[Prompt] Every line from the line containing "Target: white cloud" through the final line of the data is to be printed exactly; no other line is to appear.
[[ Dataset extract open ]]
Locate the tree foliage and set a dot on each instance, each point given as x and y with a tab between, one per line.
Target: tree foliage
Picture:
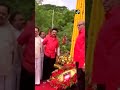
63	20
24	6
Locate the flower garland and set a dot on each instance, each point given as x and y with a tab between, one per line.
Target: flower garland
62	78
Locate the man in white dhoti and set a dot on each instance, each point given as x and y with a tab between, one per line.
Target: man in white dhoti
18	22
7	51
38	64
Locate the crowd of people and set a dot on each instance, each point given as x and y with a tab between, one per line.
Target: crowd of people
16	50
47	49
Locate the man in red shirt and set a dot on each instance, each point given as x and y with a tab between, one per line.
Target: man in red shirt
79	55
106	73
51	47
27	40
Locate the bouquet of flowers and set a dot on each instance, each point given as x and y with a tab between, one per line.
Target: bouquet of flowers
65	76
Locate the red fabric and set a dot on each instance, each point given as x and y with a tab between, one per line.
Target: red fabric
44	87
79	50
107	52
64	40
51	44
27	39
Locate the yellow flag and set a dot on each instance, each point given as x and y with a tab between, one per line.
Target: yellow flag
80	15
97	18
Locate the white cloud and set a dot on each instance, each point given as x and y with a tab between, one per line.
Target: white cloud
54	2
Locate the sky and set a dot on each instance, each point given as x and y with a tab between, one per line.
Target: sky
70	4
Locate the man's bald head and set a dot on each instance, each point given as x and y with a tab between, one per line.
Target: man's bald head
81	24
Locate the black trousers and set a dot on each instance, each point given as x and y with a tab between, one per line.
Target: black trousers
48	67
27	81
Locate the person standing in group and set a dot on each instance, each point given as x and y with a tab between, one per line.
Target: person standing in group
[[ Dataset extract closed ]]
[Exercise result]
Target: white cloud
54	2
Locate the sky and set a dot on each instance, each point given as x and y with a tab between, one per line.
Target: sky
70	4
Locate the man's bald head and set a dot on each instance, each point given as x and y with a tab between, one per line.
Target: man's bald head
81	24
Locate the black trousers and set a dot on each instance, each point given as x and y with a tab between, one per line.
Target: black trousers
48	67
27	81
Locate the person standing in group and set a dot on each instance, each point given as x and y with a tab between, one per line.
Target: person standing in group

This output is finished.